## SELECTED EXCERPT
= = = =

The following calculations, underlying my conclusion that a major crunch in silver and multifold rise in silver’s price lie ahead, are based on data from a variety of sources. They include the International Energy Agency, BP, London-based consultancy group Metals Focus (whose yearly analysis is published by the Silver Institute), and data provided by the United States Geological Survey.
According to BP, photovoltaics accounted for an additional 100,000 megawatts of power in 2019 (1 megawatt = 1 million watts), or, to state it differently, 0.1 terrawatt of power (1 terawatt = 1 trillion watts). The electricity generated by renewables (wind and silver) amounted to about 2,800 terawatt hours. That was considerably less than the maximum consistent with the installed power. One obvious reason for this discrepancy is that you need to have enough power available to accommodate the maximum amount of electricity that might be needed at peak times of demand. Another reason is that storage of wind and solar power is not very efficient.
According to IEA estimates and BP, solar energy increased by about 100 terawatt hours in 2019. Photovoltaics accounted for the lion’s share of this. Going forward the scalability of photovoltaics suggests it will be the fastest growing source of power over the next generation and more.
As for the effect of this on silver, Metals Focus reports that the 0.1 terawatt in photovoltaics added in 2019 required about 100 million ounces of silver or approximately 2,850 tons.
Today the world uses about 162,000 terawatt hours of energy, requiring the equivalent of 18.5 terawatts of power. Electricity accounts for approximately 3 terawatts or less of power, less than 20% of the total. The IEA estimates that for the world to be on a sustainable energy path we will need more than 3 terawatts of solar power by 2040, the level it is projecting.
But this seems insufficient. With just 3 terawatts of solar, hydrocarbons not only would still be more important in electricity generation, but overall electricity would still account for only a bit more than 20% of total energy. A more realistic assessment is that to be on a truly sustainable path, the planet will likely need 7 terawatts of photovoltaics or more.

= = = =

## RECORDED DATA

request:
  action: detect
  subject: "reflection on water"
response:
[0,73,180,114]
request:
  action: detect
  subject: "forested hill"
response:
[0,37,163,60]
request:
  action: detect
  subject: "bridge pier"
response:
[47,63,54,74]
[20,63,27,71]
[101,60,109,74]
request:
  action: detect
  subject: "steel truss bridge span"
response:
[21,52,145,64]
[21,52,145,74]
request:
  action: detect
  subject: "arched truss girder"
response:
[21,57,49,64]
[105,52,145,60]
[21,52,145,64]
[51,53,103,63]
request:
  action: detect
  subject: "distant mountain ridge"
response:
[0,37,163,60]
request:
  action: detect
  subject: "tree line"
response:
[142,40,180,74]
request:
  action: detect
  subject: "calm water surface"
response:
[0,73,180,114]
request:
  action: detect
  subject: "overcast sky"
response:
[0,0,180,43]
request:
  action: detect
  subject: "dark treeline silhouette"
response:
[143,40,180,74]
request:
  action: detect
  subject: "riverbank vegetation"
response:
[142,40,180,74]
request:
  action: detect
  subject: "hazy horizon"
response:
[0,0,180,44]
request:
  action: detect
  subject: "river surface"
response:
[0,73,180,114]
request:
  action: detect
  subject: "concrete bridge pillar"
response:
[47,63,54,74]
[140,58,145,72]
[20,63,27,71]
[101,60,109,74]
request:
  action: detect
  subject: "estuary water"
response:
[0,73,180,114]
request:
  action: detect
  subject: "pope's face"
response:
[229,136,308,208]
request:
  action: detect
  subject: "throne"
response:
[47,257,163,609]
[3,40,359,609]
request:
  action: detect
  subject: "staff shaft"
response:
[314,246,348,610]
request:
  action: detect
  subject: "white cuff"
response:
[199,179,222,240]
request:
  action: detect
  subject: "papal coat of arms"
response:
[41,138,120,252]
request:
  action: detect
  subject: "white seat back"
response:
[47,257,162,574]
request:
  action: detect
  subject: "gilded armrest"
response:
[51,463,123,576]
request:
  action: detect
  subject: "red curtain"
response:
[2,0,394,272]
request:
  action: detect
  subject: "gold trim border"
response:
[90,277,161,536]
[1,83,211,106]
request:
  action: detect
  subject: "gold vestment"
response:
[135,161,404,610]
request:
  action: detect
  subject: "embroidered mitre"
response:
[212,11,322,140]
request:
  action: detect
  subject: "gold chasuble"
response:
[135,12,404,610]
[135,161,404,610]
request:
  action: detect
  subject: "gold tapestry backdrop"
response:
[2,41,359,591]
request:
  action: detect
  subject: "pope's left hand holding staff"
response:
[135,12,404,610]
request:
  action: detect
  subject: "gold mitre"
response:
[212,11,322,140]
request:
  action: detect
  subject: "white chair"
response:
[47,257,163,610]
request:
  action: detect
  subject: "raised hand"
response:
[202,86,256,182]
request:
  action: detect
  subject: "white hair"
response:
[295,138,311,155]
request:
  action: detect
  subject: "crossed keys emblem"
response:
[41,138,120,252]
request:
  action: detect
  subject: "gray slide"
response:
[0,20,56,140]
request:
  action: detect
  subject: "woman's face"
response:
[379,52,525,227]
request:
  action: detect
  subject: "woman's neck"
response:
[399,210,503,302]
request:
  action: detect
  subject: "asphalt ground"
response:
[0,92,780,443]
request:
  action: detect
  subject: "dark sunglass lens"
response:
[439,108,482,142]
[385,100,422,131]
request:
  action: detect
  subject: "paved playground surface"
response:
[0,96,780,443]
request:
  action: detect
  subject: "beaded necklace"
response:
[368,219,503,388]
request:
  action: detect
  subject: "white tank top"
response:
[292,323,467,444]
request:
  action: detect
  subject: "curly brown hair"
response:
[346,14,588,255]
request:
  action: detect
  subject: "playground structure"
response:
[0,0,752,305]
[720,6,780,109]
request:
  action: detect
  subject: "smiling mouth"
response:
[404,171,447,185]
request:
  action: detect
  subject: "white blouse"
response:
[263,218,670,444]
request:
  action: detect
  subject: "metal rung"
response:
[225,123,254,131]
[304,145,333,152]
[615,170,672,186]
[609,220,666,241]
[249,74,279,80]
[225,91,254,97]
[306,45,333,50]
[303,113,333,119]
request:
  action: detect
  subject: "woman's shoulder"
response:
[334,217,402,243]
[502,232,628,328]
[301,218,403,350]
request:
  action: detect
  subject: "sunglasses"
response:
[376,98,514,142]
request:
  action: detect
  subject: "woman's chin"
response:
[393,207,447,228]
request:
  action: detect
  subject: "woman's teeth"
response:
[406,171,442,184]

= = = =

## WORK TO COMPLETE
Can you write out the part of the silver excerpt starting with "As for the effect" and going on through "approximately 2,850 tons."? These rows are separate material and aren't part of the silver excerpt.

## RESPONSE TO THIS EXERCISE
As for the effect of this on silver, Metals Focus reports that the 0.1 terawatt in photovoltaics added in 2019 required about 100 million ounces of silver or approximately 2,850 tons.